Natural-language object grounding data
════
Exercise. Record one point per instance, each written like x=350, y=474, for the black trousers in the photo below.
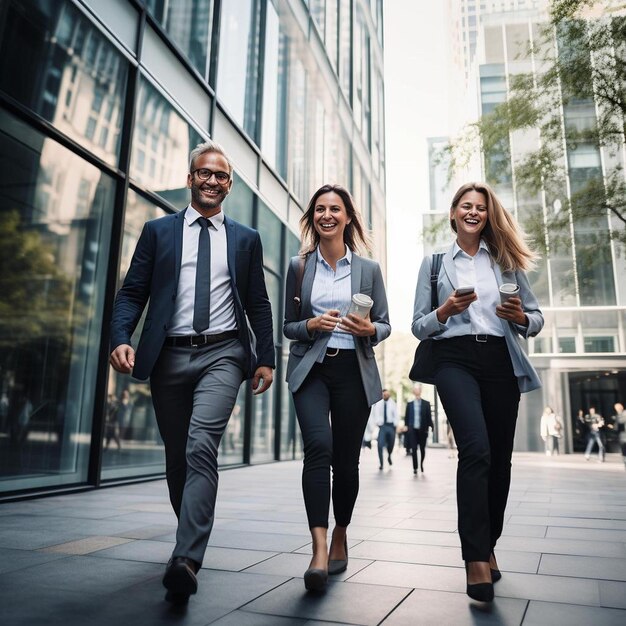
x=417, y=440
x=333, y=388
x=480, y=395
x=386, y=439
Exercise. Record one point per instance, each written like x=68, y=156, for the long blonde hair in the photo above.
x=355, y=236
x=503, y=235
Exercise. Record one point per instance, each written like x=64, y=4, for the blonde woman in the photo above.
x=480, y=369
x=331, y=369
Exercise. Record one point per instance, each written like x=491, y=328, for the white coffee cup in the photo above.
x=360, y=305
x=508, y=290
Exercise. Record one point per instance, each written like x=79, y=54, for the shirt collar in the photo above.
x=456, y=249
x=191, y=216
x=346, y=259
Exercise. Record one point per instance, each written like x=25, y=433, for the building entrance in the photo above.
x=601, y=390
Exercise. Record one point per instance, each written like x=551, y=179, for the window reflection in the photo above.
x=76, y=78
x=345, y=47
x=55, y=222
x=238, y=74
x=188, y=23
x=298, y=179
x=273, y=135
x=161, y=147
x=131, y=439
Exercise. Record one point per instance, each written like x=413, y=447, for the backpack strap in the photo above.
x=435, y=266
x=298, y=264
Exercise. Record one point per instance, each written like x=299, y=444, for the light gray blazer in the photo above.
x=426, y=325
x=305, y=349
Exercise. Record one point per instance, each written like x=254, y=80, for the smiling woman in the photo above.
x=480, y=369
x=331, y=369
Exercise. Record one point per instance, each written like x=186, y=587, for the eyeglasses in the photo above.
x=204, y=174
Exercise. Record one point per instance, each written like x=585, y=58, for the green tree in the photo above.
x=575, y=103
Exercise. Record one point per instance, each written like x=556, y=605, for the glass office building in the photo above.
x=100, y=105
x=580, y=354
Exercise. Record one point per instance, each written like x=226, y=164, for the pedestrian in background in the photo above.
x=620, y=423
x=551, y=430
x=595, y=422
x=331, y=369
x=417, y=420
x=479, y=366
x=386, y=414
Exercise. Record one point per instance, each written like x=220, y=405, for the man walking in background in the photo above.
x=417, y=420
x=386, y=415
x=203, y=275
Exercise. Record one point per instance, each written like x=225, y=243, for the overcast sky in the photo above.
x=416, y=107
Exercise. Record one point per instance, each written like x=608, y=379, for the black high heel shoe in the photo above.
x=338, y=566
x=315, y=579
x=496, y=574
x=481, y=592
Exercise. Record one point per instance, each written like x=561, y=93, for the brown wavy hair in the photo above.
x=355, y=236
x=506, y=240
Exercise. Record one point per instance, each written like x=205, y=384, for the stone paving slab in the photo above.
x=97, y=557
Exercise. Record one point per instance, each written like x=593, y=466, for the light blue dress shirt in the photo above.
x=332, y=289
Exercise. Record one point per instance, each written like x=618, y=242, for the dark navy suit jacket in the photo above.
x=153, y=275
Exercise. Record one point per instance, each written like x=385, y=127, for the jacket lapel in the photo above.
x=355, y=273
x=179, y=222
x=307, y=284
x=448, y=265
x=231, y=247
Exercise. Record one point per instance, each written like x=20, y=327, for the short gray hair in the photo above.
x=209, y=146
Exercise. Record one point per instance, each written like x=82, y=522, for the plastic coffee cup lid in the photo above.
x=362, y=300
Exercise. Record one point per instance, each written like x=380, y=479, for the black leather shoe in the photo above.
x=481, y=592
x=315, y=579
x=180, y=579
x=496, y=574
x=337, y=566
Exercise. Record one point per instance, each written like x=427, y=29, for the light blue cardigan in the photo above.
x=426, y=325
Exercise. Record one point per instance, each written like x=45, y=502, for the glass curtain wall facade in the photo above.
x=581, y=286
x=100, y=105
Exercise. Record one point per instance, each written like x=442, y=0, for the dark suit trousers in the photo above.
x=193, y=392
x=333, y=388
x=417, y=439
x=480, y=395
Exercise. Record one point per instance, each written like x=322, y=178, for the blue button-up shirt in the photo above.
x=480, y=317
x=332, y=289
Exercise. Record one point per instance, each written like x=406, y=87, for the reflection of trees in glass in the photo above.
x=36, y=296
x=35, y=327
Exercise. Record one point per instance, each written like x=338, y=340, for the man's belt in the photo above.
x=193, y=341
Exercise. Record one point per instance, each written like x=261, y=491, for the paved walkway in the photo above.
x=97, y=558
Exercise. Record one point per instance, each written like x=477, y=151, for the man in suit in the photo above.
x=203, y=275
x=418, y=420
x=385, y=412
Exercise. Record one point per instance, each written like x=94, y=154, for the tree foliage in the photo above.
x=574, y=108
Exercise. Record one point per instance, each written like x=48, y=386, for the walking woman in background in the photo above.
x=480, y=368
x=551, y=429
x=331, y=368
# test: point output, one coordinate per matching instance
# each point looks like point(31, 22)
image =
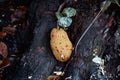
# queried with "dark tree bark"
point(39, 63)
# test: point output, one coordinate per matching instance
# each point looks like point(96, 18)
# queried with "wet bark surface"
point(38, 61)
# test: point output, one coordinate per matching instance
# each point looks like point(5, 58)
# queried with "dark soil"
point(35, 60)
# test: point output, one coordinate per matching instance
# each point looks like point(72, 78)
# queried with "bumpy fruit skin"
point(60, 44)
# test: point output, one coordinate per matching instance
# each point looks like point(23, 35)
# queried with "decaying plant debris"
point(96, 55)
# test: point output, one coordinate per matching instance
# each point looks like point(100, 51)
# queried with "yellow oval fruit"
point(60, 44)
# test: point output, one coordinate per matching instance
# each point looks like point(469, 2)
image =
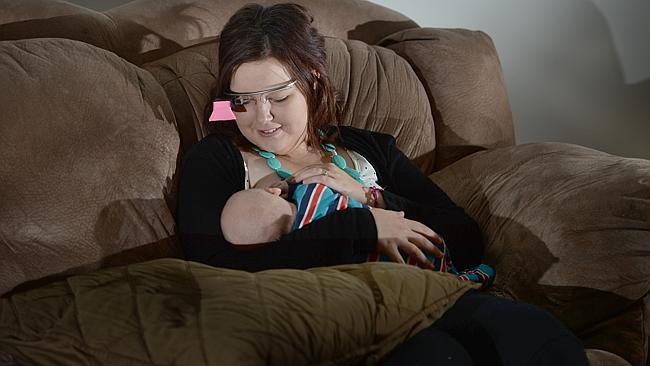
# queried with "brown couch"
point(98, 108)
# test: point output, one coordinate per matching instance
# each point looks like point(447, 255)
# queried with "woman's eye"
point(279, 100)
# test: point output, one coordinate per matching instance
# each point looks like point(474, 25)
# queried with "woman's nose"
point(263, 111)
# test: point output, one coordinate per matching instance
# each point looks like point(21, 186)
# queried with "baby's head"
point(255, 215)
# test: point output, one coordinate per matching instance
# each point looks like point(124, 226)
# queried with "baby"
point(259, 215)
point(273, 216)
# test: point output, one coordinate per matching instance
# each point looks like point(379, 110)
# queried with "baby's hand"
point(280, 188)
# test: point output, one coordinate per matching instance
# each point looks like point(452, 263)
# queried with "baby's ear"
point(274, 190)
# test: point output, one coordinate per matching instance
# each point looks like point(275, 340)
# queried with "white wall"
point(576, 70)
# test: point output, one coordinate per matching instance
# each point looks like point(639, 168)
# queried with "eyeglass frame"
point(234, 96)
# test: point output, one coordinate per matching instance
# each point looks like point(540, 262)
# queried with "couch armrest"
point(461, 74)
point(567, 228)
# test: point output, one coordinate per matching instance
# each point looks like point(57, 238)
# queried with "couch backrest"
point(146, 30)
point(88, 154)
point(459, 69)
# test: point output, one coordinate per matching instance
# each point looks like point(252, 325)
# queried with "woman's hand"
point(333, 177)
point(396, 233)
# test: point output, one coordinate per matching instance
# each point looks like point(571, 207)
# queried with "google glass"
point(239, 101)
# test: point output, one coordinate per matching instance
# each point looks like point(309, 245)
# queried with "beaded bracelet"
point(372, 196)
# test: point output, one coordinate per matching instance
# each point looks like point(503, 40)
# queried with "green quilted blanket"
point(174, 312)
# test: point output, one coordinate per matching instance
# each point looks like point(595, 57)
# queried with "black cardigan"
point(213, 170)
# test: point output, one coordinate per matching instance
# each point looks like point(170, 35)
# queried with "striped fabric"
point(316, 200)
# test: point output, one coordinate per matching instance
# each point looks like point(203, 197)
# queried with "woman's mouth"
point(269, 132)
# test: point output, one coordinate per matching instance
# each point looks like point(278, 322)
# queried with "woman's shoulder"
point(355, 138)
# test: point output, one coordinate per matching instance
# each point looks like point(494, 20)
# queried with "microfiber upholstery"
point(461, 73)
point(563, 224)
point(380, 90)
point(88, 154)
point(170, 311)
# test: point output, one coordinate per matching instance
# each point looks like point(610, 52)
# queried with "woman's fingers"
point(316, 170)
point(393, 254)
point(425, 245)
point(414, 252)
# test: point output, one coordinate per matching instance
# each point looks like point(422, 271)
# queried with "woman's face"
point(274, 121)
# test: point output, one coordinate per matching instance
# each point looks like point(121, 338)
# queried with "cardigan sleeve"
point(422, 200)
point(211, 172)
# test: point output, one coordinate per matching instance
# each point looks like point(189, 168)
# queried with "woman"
point(272, 67)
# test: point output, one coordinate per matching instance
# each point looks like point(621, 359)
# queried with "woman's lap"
point(492, 331)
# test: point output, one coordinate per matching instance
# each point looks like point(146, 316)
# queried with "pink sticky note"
point(221, 111)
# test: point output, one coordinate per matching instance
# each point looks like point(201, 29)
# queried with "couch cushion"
point(88, 152)
point(170, 311)
point(56, 19)
point(152, 29)
point(461, 72)
point(381, 91)
point(567, 228)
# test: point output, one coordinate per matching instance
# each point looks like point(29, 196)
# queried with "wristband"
point(372, 196)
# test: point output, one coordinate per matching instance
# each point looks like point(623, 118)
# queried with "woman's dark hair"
point(284, 32)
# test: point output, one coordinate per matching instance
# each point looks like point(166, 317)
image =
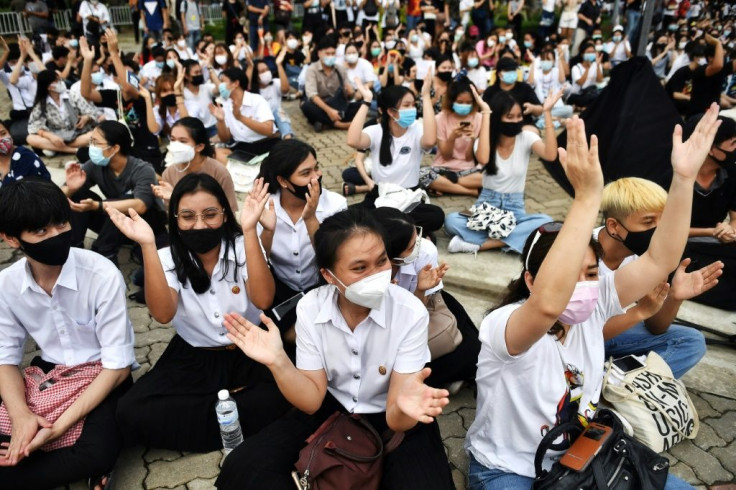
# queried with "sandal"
point(348, 189)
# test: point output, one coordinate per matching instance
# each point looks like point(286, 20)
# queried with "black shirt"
point(522, 92)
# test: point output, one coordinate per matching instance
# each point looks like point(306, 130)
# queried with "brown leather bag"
point(345, 453)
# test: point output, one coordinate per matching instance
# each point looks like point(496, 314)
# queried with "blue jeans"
point(482, 478)
point(681, 347)
point(455, 224)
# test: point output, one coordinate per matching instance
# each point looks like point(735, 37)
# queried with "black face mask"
point(510, 129)
point(52, 251)
point(301, 191)
point(445, 76)
point(728, 161)
point(636, 241)
point(201, 240)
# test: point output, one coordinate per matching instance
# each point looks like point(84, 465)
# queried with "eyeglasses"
point(210, 217)
point(551, 227)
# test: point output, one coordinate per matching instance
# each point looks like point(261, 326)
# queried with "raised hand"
point(420, 401)
point(687, 157)
point(687, 285)
point(253, 205)
point(263, 346)
point(133, 227)
point(581, 164)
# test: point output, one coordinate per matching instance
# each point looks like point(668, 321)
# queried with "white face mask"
point(265, 77)
point(369, 291)
point(179, 153)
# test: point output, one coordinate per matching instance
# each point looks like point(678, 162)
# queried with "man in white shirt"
point(71, 302)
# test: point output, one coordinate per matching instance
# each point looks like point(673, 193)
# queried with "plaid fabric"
point(49, 395)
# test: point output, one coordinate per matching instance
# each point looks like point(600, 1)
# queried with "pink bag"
point(49, 395)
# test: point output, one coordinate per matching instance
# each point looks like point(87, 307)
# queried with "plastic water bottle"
point(227, 417)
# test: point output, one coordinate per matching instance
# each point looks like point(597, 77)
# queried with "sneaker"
point(457, 244)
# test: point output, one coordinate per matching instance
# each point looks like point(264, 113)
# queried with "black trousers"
point(267, 459)
point(462, 363)
point(94, 453)
point(173, 405)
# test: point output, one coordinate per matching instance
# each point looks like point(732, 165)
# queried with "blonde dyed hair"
point(628, 195)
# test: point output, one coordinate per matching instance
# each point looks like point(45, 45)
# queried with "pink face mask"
point(581, 304)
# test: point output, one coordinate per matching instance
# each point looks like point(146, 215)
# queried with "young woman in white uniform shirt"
point(211, 268)
point(542, 355)
point(361, 348)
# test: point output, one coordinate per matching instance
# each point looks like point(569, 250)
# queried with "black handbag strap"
point(572, 428)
════
ABOUT THIS EXERCISE
Only the last part of the records is wanted. Repeat it exactly, beginning at the line containing "# each point looks like point(45, 45)" and ending at the final line.

WRITTEN RESPONSE
# each point looks like point(45, 45)
# queried with "pink face mask"
point(581, 304)
# test: point output, one coordinate per matching instance
# each point looks like point(146, 215)
# queried with "young woman in white uniform shirt"
point(211, 268)
point(542, 355)
point(361, 348)
# test: point output, one coordinate per matching instance
# each point looks like point(569, 250)
# queried with "black handbag strap"
point(572, 428)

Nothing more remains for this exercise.